■ Task data

◇ ◇ ◇ ◇ ◇

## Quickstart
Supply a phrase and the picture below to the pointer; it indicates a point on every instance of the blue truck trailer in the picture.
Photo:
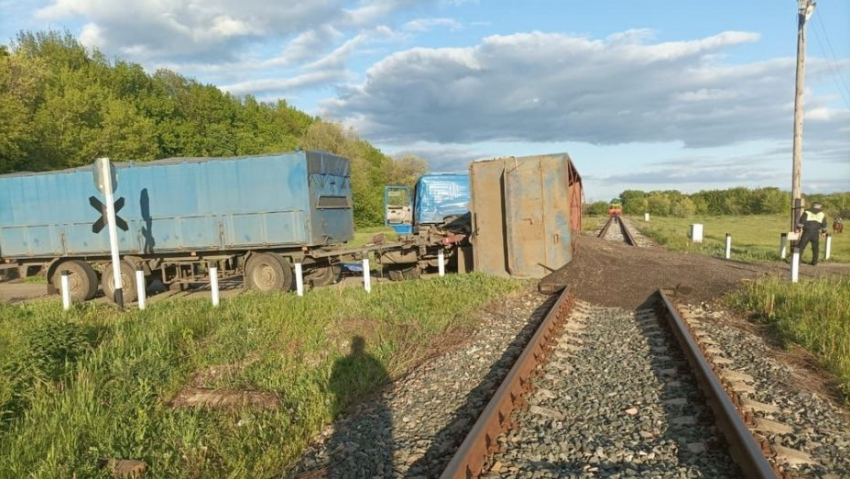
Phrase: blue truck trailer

◇ ◇ ◇ ◇ ◇

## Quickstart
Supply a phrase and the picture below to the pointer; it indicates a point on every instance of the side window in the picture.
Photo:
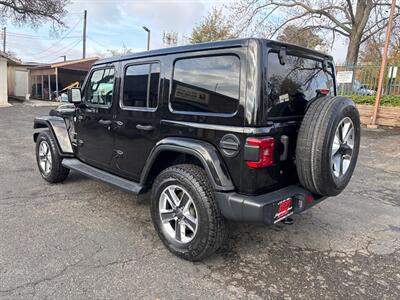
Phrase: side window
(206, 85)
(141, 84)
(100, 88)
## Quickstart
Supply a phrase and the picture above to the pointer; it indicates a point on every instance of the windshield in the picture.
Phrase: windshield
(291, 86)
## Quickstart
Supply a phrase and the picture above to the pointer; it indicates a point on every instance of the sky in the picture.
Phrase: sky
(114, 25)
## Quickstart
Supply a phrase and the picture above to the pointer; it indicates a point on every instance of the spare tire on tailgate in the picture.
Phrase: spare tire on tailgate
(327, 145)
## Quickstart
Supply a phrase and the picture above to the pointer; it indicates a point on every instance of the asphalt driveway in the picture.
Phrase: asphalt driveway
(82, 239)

◇ ◇ ◇ ◇ ◇

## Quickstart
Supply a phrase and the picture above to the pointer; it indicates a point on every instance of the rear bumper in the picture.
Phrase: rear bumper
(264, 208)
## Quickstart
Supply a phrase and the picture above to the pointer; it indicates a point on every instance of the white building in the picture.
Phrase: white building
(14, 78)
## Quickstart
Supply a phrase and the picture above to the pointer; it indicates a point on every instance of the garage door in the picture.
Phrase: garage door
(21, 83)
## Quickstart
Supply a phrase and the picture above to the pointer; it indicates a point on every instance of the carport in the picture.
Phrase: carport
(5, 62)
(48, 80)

◇ ◇ ◇ ◇ ◇

Extract each line from the entries above that contains the word "side".

■ Task response
Supply a phrase and the picture below to the pointer; it indicates a point on every instance of the side window in the picture.
Phrase: side window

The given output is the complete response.